To do:
Your reply should be a single number, the count of lines in the records that contain "instance".

(Data items)
··········

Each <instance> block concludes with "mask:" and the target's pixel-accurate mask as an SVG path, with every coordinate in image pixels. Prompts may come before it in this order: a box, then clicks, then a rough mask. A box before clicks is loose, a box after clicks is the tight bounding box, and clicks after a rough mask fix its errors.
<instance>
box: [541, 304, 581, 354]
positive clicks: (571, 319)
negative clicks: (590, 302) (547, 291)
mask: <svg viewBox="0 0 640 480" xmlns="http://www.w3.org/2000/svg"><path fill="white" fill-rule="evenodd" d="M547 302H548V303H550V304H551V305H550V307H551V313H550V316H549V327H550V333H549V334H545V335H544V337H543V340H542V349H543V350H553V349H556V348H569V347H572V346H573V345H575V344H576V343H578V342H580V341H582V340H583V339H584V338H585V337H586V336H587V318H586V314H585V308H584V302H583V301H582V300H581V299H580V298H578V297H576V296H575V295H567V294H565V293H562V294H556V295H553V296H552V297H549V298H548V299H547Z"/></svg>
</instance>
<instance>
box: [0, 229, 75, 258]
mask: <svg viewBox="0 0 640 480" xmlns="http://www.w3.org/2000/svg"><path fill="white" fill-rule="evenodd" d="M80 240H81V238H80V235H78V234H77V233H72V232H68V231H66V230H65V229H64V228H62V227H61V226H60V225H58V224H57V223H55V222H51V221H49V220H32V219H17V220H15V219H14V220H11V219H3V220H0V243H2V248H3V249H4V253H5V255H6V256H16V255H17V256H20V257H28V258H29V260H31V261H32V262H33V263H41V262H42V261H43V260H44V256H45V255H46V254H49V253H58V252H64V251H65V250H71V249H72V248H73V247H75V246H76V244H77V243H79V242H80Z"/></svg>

··········

Finished exercise:
4